The next speaker expressed that she was grateful for his concern for some environmental issues, noting an appearance he had made earlier in the day at Curtis Orchard. He interrupted to say that he had been stung by a bee there-- a further attempt to disarm us and throw us off message. The second speaker then continued to talk about her healthcare concerns for her son, who works in the restaurant industry for minimum wage.
The third speaker was probably the most eloquent of us. She spoke calmly but firmly about how she was new to town and thus had not voted for Rep. Davis, but that based on what she had seen of his record, she would do everything in her power to unseat him in 2018. She spoke passionately about his apparent lack of empathy for his constituents who are facing real fears about the direction of this country.
The fourth speaker continued on many of the points that had already been stated, and shifted the focus a bit to Rep. Davis' support of the AHCA. The fifth speaker then took over to speak about his mother's struggles with cancer, and how the provisions of the AHCA would be a death sentence for her.
At this point, Tyler walked into the room and tried to indicate that our time was up. But one of the participants in our group had been keeping time on her phone, and showed him that we had not received the 10 minutes allotted to us. After a brief exchange, Rep. Davis let us continue. But the opening had been provided...the aforementioned politician, who had entered the room with our group, now spoke up about his dismay that Rep. Davis has increasingly become a yes-man for the GOP, voting along strict party lines. He mentioned in particular the GOP pushing the AHCA without CBO scoring or open meetings.

*-*-*

**WHAT YOU WILL DO**
1. In the meeting account, how many minutes had the group been allotted?
2. Which acronyms appear in the meeting account? List all of them.
3. Pick up the meeting account right after its last sentence and continue it.

**COLLECTED MATERIAL**
*-*-*

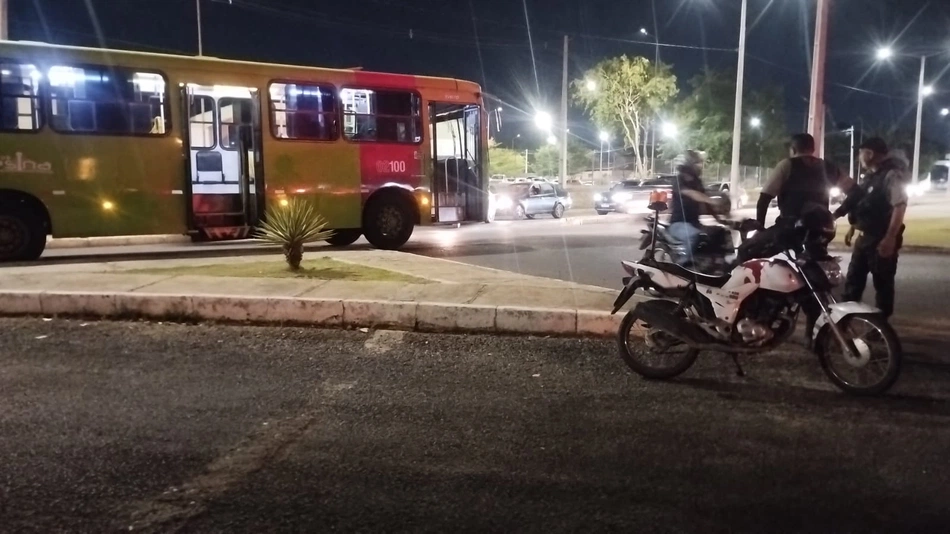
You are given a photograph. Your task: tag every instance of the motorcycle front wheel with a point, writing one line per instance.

*-*-*

**PER-TASK OUTPUTS**
1. 10 minutes

2. AHCA, GOP, CBO

3.
Here, Rep. Davis began to respond, and unfortunately it turned into a bit of a shouting match. The people in the group (including the politician) began to challenge Rep. Davis on his contention that the bill was scored by the CBO and that there were plenty of meetings about it (both untrue with regard to the version of the bill that was actually voted upon). Rep. Davis then tried to wrap up by saying that politics of late had become very hateful and polarized. Speaker number three retorted, "Yes, there is hatefulness coming from the administration." Rep. Davis' body language in response to that remark made it clear that he objected to it, so she asked him openly: "Do you deny that the current administration is a hateful administration." He answered, "Yes, I do."
At that point we left the office (our time was pretty much up anyway). My blood was boiling and I was furious to think that my representative, my voice in congress, was so out of touch with my needs and my desires. Rep. Davis has written me letters asserting that our district is one of the few that is fairly evenly divided between Democrats and Republicans. If this is so, I would hope that he would strive for compromise and middle ground that might best serve the values of all his constituents.
In one of the news stories about Tuesday's event, Rep. Davis referred to Tuesday's office hours as "a continuation of the sort of events that we've held since my election." Baloney. This was orchestrated to fail his constituents while providing optics that would appear to show that he is responsive to the people. He still refuses to hold town halls (I read that he snapped at another participant in a different meeting, "If the people don't like it, let them show that in the 2018 election."), and I doubt we'll even see another circus like this during the remainder of his term.
In the words of Rodney's hero, DJT: SAD!